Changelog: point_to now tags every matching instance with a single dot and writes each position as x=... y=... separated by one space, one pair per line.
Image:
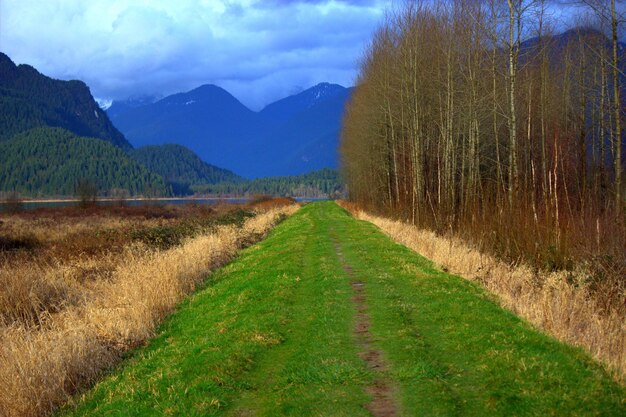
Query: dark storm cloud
x=258 y=50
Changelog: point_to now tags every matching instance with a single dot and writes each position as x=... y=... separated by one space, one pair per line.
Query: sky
x=259 y=50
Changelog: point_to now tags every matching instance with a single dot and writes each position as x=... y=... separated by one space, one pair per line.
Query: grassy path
x=316 y=318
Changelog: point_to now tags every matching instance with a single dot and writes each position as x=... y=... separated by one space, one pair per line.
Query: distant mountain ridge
x=29 y=100
x=294 y=135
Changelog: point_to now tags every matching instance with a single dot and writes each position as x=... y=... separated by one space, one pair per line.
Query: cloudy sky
x=259 y=50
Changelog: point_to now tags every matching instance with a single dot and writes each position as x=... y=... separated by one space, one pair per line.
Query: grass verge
x=559 y=303
x=272 y=334
x=42 y=365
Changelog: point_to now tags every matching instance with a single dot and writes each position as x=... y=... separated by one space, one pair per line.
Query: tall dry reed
x=557 y=302
x=42 y=366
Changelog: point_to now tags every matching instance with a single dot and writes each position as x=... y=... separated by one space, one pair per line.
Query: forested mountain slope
x=29 y=99
x=181 y=167
x=292 y=136
x=53 y=161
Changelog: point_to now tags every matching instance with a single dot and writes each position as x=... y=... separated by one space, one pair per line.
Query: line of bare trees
x=474 y=117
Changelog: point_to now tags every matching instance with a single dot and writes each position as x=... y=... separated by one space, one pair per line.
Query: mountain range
x=29 y=99
x=55 y=136
x=294 y=135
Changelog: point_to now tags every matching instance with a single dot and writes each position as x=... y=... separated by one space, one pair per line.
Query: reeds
x=559 y=303
x=51 y=349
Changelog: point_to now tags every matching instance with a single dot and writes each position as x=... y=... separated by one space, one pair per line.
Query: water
x=31 y=205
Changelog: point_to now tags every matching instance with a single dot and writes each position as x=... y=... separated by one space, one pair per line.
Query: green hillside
x=52 y=161
x=181 y=167
x=329 y=317
x=29 y=99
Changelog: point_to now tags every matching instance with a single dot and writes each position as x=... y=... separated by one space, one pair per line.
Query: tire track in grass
x=381 y=390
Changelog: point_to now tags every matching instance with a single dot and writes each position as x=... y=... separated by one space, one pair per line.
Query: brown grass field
x=80 y=287
x=560 y=303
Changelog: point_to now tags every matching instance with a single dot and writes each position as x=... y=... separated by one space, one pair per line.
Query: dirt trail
x=382 y=404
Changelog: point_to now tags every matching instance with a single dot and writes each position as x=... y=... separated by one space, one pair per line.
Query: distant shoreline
x=76 y=200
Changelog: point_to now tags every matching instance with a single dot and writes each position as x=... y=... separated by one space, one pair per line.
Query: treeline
x=53 y=161
x=459 y=126
x=323 y=183
x=181 y=167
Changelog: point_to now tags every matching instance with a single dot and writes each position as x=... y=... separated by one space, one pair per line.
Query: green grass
x=272 y=334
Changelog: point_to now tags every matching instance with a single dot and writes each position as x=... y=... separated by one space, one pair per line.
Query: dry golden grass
x=553 y=302
x=51 y=349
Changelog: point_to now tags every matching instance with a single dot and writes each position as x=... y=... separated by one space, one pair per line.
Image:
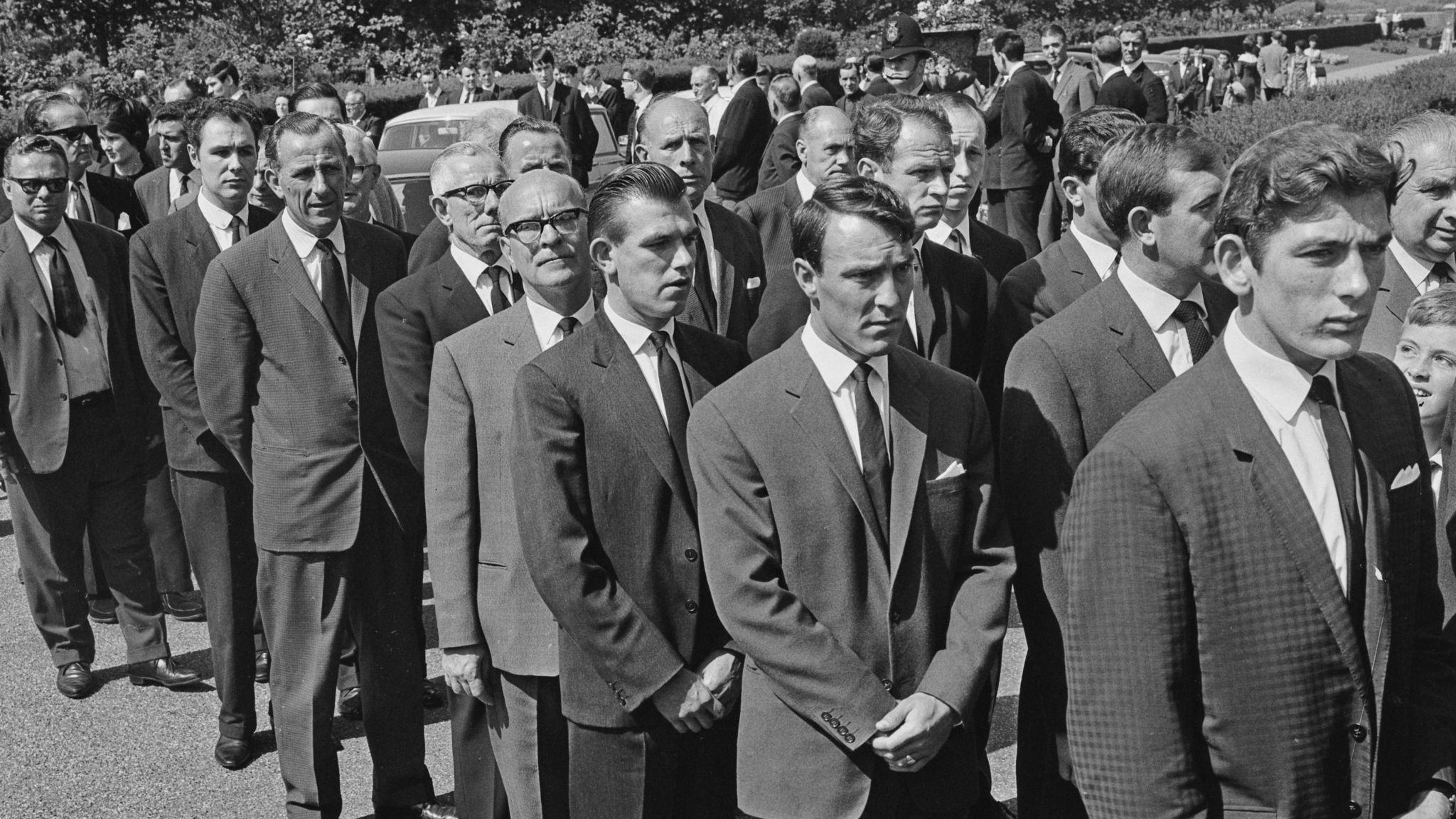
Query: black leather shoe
**********
* [Exercise task]
Pull out every line of the material above that contains the string "mountain". Case counts.

* [The result]
Query: distant mountain ridge
Query: forested mountain slope
Query: mountain range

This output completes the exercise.